* EXERCISE TASK A
From the router plane thread, transcribe the passage that begins at the words "I can't see" and stops after the words "up above £100.".

* DOCUMENT PASSAGE

# Tyzack router plane question



## nabs (14 May 2017)

I got hold of a Tyzack router plane last year - I cleaned it up and stuck it on a shelf where it has sat since then. Last week I actually had a job where I could use it, only to find out it would not cut. In the end it was not difficult to fix - the first problem was that although the iron was sharp it had a back bevel that stopped it cutting. After I corrected that it would cut but not very cleanly as the sole was not at all flat - it had a small twist and a hump in the middle.

it did not take long to flatten and it works nicely now, but I have noticed something else odd. As far as I know the plane is a copy of a preston model that allowed the iron to be reversed or mounted on the handle posts, and indeed it has channels for the iron at each of these points.

What is odd is that these other slots are not as deep as the primary one, and this means the iron will not engage with the adjusting wheel (see pic).

I think I must be missing something obvious - who can enlighten me?

PS the only reference I could find to this plane says the sole was "brassed" - does anyone know how/why? (no evidence of brass colour on my sole,btw).


----------



## AndyT (14 May 2017)

How odd.

I can't see a good reason for that. Maybe it's just a machining error that slipped through. I'd like to say that I have one to compare, but that's not likely now that nice Mr Sellers has pushed the price up above £100.

How deep are the slots on the handle posts? If you unscrew a handle, can you insert the adjuster stem instead and use it in an end position, if you ever needed to?


----------



## nabs (14 May 2017)

all the slots, (bar the one that works!) - , including the ones in the handle posts - are shallow like the one in the pic. I haven't tried to measure them, but they all appear the same size. Wobbly sole aside, it does seem well made so I would guess it is by design. it is odd.

PS they do occasionally show up on ebay at a reasonable price but I had to wait for one that was in a very poor photo and just described as 'metal plane' (I got it for £44, which I think is good value!)


----------



## bugbear (15 May 2017)

Long ago, I saw one of these as a car boot (no blades, just the casting and handles), for £1.

I didn't buy it, because it wasn't Preston. Oops.

BugBear


----------



## Andy Kev. (15 May 2017)

This is probably a daft suggestion but could it be that a previous owner fitted the plane with a blade that is too big for the side posts i.e. the one you have is not the original?

* RECORDED INFORMATION
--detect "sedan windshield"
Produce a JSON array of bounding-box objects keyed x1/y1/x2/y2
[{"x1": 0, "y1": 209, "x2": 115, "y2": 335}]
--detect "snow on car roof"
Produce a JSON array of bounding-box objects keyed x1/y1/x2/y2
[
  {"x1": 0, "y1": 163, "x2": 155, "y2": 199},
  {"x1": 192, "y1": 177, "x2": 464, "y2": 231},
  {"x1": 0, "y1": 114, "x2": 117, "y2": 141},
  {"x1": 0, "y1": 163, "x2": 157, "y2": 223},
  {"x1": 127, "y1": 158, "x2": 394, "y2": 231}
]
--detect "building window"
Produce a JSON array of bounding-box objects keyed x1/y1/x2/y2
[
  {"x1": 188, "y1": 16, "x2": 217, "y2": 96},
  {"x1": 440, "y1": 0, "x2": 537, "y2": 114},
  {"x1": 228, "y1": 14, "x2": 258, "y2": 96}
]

* EXERCISE TASK B
Give every line of the entries above as a Markdown table with two columns, Row and Line. Number the lines in order and leave out blank lines.

* RIGHT ANSWER A
I can't see a good reason for that. Maybe it's just a machining error that slipped through. I'd like to say that I have one to compare, but that's not likely now that nice Mr Sellers has pushed the price up above £100.

* RIGHT ANSWER B
| Row | Line |
|---|---|
| 1 | --detect "sedan windshield" |
| 2 | Produce a JSON array of bounding-box objects keyed x1/y1/x2/y2 |
| 3 | [{"x1": 0, "y1": 209, "x2": 115, "y2": 335}] |
| 4 | --detect "snow on car roof" |
| 5 | Produce a JSON array of bounding-box objects keyed x1/y1/x2/y2 |
| 6 | [ |
| 7 |   {"x1": 0, "y1": 163, "x2": 155, "y2": 199}, |
| 8 |   {"x1": 192, "y1": 177, "x2": 464, "y2": 231}, |
| 9 |   {"x1": 0, "y1": 114, "x2": 117, "y2": 141}, |
| 10 |   {"x1": 0, "y1": 163, "x2": 157, "y2": 223}, |
| 11 |   {"x1": 127, "y1": 158, "x2": 394, "y2": 231} |
| 12 | ] |
| 13 | --detect "building window" |
| 14 | Produce a JSON array of bounding-box objects keyed x1/y1/x2/y2 |
| 15 | [ |
| 16 |   {"x1": 188, "y1": 16, "x2": 217, "y2": 96}, |
| 17 |   {"x1": 440, "y1": 0, "x2": 537, "y2": 114}, |
| 18 |   {"x1": 228, "y1": 14, "x2": 258, "y2": 96} |
| 19 | ] |